Reading text –

——

As the economy starts to recover from the pandemic, some analysts contend that unemployment benefits are so generous that they discourage work. Many recipients make more through their benefits than they did in their previous jobs, so observers argue they have little incentive to seek work.
Keep reading for our analysis of the current labor shortage and what factors are to blame.
What’s Causing the Current Labor Shortage?
As the country emerges from the pandemic, demand is rising for goods and services and businesses are hiring again. However, despite the fact that 8.4 million fewer people hold jobs today than before the pandemic, many companies say they’re experiencing a labor shortage currently.
In response, some are increasing their wages. Walmart’s average wage is rising to over $15 an hour, Costco’s starting pay is increasing to $16 an hour, and Mcdonald’s is offering $50 bonuses for applicants just to turn up to an interview.
Some analysts worry this might lead to further inflation, and are concerned that the current labor shortage will hold back economic growth if it leads businesses to limit their productivity. In April of last year, despite the need for more workers, U.S. employers added just 266,000 jobs, approximately one quarter of what economists had expected and significantly fewer than the 770,000 businesses added in March. This indicates that many people who lost jobs during the pandemic are no longer seeking them. The question is why.
Are Benefits to Blame?
Some observers blame the current labor shortage on generous unemployment benefits, arguing that at the levels paid during the pandemic unemployment program, the government was essentially paying people not to work. The average beneficiary received over $15 an hour (calculated for a full-time work week)—a higher salary than many jobs offer—and 42% received more than they did at their previous jobs.
However, some analysts argue that because unemployment payments have expired, workers are unlikely to turn down longer-term employment when they’re offered it. Data backs this up: There’s been no difference in employment rates before and after the increased payments were introduced even in regions of low income, where such payments matter more to recipients.
Another Factor: A Fear of Covid
The current labor shortage is most acute in industries where workers must engage in lots of in-person customer contact (like health care and hospitality), suggesting that fear of Covid may still weigh on people’s minds despite the vaccine rollout. Labor shortages are less of a problem where workers can more easily social distance or work outside—in construction, for example, there are fewer job openings per employee today than there were before the pandemic.

——

[Segmentation mask data]
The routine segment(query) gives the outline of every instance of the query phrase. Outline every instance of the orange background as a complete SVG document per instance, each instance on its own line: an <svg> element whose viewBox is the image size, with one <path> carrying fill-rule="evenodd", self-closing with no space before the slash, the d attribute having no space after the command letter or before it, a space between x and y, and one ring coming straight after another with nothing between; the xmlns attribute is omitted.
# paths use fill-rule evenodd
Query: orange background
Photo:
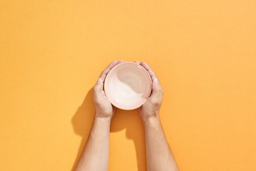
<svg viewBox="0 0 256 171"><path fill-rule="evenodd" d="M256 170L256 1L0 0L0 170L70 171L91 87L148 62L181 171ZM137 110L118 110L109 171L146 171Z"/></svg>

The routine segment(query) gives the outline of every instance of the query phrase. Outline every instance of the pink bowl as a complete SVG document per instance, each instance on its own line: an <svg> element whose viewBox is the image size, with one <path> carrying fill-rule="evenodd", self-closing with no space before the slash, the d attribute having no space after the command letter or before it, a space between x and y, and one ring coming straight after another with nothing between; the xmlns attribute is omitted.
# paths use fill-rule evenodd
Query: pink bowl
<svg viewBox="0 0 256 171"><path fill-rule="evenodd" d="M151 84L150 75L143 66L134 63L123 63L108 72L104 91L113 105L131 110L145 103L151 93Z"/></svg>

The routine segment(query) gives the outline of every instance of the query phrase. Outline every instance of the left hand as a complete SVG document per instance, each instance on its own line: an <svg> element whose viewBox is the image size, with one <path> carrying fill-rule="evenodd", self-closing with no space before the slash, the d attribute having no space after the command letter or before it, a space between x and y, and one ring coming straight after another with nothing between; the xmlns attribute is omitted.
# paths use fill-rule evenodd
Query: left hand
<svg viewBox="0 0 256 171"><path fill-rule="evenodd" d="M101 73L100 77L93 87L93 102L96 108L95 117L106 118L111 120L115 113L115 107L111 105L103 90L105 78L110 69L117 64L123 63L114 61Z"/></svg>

——

Exercises to complete –
1. Which companies does the labor shortage text name as raising pay or offering money to applicants? List them.
2. According to the labor shortage text, how many jobs did U.S. employers add in April?
3. Mark each statement about the labor shortage text as agreeing with it or not. (a) 42% of benefit recipients received more than they earned at their previous jobs. (b) Construction has more job openings per employee today than before the pandemic. (c) Costco's starting pay is rising to $15 an hour.

Responses for each task –
1. Walmart, Costco, Mcdonald’s

2. 266,000 jobs

3.
(a) Yes: "42% received more than they did at their previous jobs"
(b) No: "in construction, for example, there are fewer job openings per employee today than there were before the pandemic"
(c) No: "Costco’s starting pay is increasing to $16 an hour"